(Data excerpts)
:::::

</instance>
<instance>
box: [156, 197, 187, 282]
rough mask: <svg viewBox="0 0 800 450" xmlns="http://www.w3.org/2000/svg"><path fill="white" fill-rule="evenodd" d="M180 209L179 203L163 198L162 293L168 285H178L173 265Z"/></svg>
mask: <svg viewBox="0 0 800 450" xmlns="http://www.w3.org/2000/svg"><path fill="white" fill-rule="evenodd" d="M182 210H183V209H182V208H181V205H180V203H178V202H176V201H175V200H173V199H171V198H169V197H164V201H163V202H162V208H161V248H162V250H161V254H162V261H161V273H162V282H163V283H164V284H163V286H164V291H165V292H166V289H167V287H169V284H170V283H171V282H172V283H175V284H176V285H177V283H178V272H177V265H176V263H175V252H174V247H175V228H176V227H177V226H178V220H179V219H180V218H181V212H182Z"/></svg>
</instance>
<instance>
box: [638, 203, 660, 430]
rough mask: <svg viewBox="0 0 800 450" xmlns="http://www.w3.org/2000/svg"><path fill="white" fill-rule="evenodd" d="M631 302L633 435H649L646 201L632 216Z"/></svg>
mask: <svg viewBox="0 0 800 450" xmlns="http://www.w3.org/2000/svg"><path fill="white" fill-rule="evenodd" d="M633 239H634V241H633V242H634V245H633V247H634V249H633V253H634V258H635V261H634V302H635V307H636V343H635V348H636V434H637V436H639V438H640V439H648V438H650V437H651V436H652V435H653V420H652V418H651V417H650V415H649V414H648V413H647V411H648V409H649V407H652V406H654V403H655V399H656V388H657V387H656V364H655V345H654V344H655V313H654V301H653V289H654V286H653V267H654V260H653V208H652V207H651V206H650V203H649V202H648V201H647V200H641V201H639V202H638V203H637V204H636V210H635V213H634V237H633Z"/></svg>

:::::

**What you should do**
Exact repetition of every record is required.

**Answer to this task**
</instance>
<instance>
box: [156, 197, 187, 282]
rough mask: <svg viewBox="0 0 800 450" xmlns="http://www.w3.org/2000/svg"><path fill="white" fill-rule="evenodd" d="M180 209L179 203L163 198L162 293L168 285H178L173 265Z"/></svg>
mask: <svg viewBox="0 0 800 450" xmlns="http://www.w3.org/2000/svg"><path fill="white" fill-rule="evenodd" d="M182 210H183V209H182V208H181V205H180V203H178V202H176V201H175V200H173V199H171V198H169V197H164V201H163V202H162V208H161V248H162V250H161V254H162V261H161V273H162V282H163V283H164V284H163V286H164V291H165V292H166V289H167V287H169V284H170V283H171V282H172V283H175V284H176V285H177V283H178V272H177V265H176V263H175V252H174V247H175V228H176V227H177V226H178V220H179V219H180V218H181V212H182Z"/></svg>
</instance>
<instance>
box: [638, 203, 660, 430]
rough mask: <svg viewBox="0 0 800 450" xmlns="http://www.w3.org/2000/svg"><path fill="white" fill-rule="evenodd" d="M631 302L633 435H649L646 201L632 216Z"/></svg>
mask: <svg viewBox="0 0 800 450" xmlns="http://www.w3.org/2000/svg"><path fill="white" fill-rule="evenodd" d="M633 239H634V241H633V242H634V245H633V247H634V249H633V253H634V258H635V261H634V302H635V307H636V343H635V348H636V434H637V436H639V438H640V439H648V438H650V437H651V436H652V435H653V420H652V418H651V417H650V415H649V414H648V413H647V411H648V409H649V407H652V406H654V403H655V399H656V388H657V387H656V364H655V345H654V344H655V313H654V301H653V289H654V286H653V267H654V260H653V208H652V207H651V206H650V203H649V202H648V201H647V200H641V201H639V202H638V203H637V204H636V210H635V213H634V237H633Z"/></svg>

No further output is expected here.